What is being asked. From the line with "the chicken beak" onward, reproduce each line of the entries exactly, ending at the last one, and add nothing.
____
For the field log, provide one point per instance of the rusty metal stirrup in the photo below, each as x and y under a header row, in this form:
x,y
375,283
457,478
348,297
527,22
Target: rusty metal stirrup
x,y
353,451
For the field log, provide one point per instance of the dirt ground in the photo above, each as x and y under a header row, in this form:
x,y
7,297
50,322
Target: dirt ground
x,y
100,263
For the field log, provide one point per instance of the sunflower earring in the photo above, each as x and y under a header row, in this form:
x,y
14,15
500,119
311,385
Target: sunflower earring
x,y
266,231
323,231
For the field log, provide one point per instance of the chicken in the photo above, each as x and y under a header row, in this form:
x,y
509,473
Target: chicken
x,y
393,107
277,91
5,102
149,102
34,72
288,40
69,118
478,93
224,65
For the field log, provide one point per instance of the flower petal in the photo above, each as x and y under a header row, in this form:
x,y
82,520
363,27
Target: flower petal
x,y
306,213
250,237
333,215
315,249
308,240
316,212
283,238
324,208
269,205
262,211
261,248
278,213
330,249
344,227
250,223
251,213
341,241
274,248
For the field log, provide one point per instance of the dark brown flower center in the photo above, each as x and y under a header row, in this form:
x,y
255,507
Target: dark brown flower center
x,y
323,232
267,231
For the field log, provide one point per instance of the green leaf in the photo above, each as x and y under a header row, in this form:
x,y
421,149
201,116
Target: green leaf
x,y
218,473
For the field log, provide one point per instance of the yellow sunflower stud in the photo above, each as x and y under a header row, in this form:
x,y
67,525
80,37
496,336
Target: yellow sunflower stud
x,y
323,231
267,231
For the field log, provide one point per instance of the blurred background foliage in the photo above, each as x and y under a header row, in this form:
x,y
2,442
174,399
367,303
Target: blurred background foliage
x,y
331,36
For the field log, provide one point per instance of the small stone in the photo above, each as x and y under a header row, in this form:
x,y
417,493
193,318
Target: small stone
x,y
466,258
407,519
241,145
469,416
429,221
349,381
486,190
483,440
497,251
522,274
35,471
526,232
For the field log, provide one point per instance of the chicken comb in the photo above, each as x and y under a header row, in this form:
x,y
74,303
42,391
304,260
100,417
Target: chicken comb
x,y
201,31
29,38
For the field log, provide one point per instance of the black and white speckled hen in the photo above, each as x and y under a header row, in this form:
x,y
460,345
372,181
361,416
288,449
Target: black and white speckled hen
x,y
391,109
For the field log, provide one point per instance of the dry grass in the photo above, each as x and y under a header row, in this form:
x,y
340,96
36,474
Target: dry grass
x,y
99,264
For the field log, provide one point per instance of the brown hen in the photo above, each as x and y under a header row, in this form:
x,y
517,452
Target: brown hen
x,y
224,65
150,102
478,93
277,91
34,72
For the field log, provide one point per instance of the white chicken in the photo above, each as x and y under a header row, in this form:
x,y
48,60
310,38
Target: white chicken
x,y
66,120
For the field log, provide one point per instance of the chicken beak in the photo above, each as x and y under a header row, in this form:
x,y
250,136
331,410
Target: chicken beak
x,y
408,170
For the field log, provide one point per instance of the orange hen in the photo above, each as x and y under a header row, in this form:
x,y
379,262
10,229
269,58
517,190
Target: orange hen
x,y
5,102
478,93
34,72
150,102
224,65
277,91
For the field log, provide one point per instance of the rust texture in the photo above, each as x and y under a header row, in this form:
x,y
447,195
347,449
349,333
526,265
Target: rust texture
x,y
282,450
____
Exercise result.
For the field log, provide one point per instance of the chicken beak in the photo above, each as x and y under a header row, in this form:
x,y
250,136
331,410
Target: chicken beak
x,y
408,170
For the field log, provide one point per instance of the orange hen in the photo above, each as x and y under a header row, in this form:
x,y
379,262
10,229
269,58
517,190
Target: orange hen
x,y
5,102
478,93
34,72
150,102
224,65
277,91
For the field log, provide one point per instance of the rust texture in the photo above, each as x and y under a header row, in this form:
x,y
447,195
347,449
349,333
526,265
Target: rust texture
x,y
282,450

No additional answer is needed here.